* QUESTIONS:
**A)** According to the passage on VSELs, what keeps VSELs from aberrant teratoma formation?
**B)** Rewrite the paragraph of the passage on VSELs that begins "VSELs deposited in adult tissues" as a short list that keeps its main facts.
**C)** Continue the passage on VSELs from the point where it stops.

* PASSAGE TO READ:

..............................

Figure 1.. Potential VSEL contribution to tissue rejuvenation.

VSELs deposited in adult tissues during embryogenesis/gastrulation may become eliminated after giving rise to TCSCs. Conversely, they may survive among TCSCs and serve as a potential backup/reserve source of TCSCs. Under homoestatic conditions, primitive VSELs should be protected from unleashing their own proliferation.

Figure 2.. Reprogramming of genomic imprinting controls the pluripotentiality and quiescence of VSELs.

During development, PGCs and VSELs undergo similar epigenetic reprogramming of genomic imprinted genes (black bar above the indicated cells); however, they also retain expression of some pluripotent genes (e.g., Oct4) through maintaining the corresponding promoter's DNA demethylation (red bar below the indicated cells). Intriguingly, VSELs undergo the parent-of-origin-specific reprogramming of somatic imprints, resulting in upregulated maternally expressed/proliferation-repressing imprinted genes (H19, p57^KIP2, and Igf2R, up-red arrow) and down-regulated paternally expressed/proliferation-promoting genes (Igf2 and RasGRF1, blue-down arrow). In particular, the erasure of genomic imprints in these cells is responsible for preventing them from aberrant teratoma formation, but at the same time restrains their pluripotentiality. In contrast, differentiated somatic cells lose their pluripotency by turning off the transcription of pluripotent genes through stable DNA methylation of their promoters (e.g., Oct4). However, they retain the somatic pattern of the genomic imprint. Thus, somatic cells may be dedifferentiated to PSCs by expression of pluripotent genes (blue box: iPSC protocol). In contrast, PGCs that express pluripotential genes, but erase the somatic imprint, may become pluripotent embryonic germ cells (EGCs) by proper remethylation of some of the erased imprinted genes (green box: EGC protocol). We hypothesize that similar modulation of parent-of-origin-specific reprogramming of somatic imprints in VSELs that enforces their quiescent state in tissues may “unleash” their pluripotentiality and reverse them to a fully pluripotent state (dark blue box: VSEL protocol). M.M.: maternally methylated loci; P.M.: paternally methylated loci.

..............................

Region pointing data:
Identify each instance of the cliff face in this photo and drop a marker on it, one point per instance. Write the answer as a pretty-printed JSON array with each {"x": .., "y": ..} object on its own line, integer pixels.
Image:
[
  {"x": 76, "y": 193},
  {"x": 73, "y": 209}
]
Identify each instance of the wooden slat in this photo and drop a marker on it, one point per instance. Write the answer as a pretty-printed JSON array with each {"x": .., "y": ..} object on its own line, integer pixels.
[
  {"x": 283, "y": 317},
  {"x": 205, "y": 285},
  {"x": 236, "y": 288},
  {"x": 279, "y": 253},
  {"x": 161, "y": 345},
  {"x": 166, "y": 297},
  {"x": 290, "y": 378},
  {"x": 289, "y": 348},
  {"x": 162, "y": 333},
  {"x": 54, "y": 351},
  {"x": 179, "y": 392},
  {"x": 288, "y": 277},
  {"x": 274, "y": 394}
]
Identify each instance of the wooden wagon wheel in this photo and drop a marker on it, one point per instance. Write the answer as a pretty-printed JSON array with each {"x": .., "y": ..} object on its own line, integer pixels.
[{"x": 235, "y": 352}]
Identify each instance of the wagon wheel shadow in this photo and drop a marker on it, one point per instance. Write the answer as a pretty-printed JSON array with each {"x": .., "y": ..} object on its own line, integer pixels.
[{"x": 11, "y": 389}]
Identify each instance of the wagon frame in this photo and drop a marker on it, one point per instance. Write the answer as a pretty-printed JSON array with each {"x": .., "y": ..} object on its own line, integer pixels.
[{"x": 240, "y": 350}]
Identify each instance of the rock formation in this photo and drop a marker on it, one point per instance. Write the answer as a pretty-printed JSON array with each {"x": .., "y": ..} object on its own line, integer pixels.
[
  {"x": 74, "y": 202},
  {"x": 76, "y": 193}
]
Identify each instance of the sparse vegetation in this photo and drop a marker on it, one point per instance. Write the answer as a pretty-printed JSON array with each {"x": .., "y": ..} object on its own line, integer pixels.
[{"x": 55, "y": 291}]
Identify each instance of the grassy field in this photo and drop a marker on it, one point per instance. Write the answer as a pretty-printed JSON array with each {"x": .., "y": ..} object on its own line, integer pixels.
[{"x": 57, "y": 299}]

..............................

* SOLVED PROBLEMS:
**A)** The erasure of genomic imprints in these cells.

**B)**
- VSELs are deposited in adult tissues during embryogenesis/gastrulation.
- They may be eliminated after giving rise to TCSCs.
- They may instead survive among TCSCs as a backup/reserve source of TCSCs.
- Under homeostatic conditions, primitive VSELs should be protected from unleashing their own proliferation.

**C)**
Figure 3.. Insulin/Igf signaling and imprinted genes.

In mammals there are three insulin factors (Insulin, Igf-1, and Igf2) that bind to two tyrosine kinase receptors, insulin receptor (InsR) and Igf-1 receptor (Igf-1R). Igf2R is a non-signaling mannose-type sink receptor for Igf2. Activation of InsR and Igf-1R lead, depending on cell type, to metabolic and proliferative responses. RasGRF1 is a small GTP exchange factor (GEF) that is involved in signaling from InsR and Igf-1R. VSELs show a decrease in Igf2 and RasGRF1 expression (blue) and overexpression of Igf2R (red) due to changes in the epigenetic state of imprinted genes. These epigenetic changes in genes regulating Insulin/Igf signaling keep VSELs quiescent in adult tissues. We hypothesize that chronic exposure to Igf/Insulin accelerates premature depletion of VSELs.

Figure 4.. Hypothesis of developmental deposition of Oct4⁺ epiblast-derived VSELs in adult tissues and their depletion by chronic Insulin/Igf signaling.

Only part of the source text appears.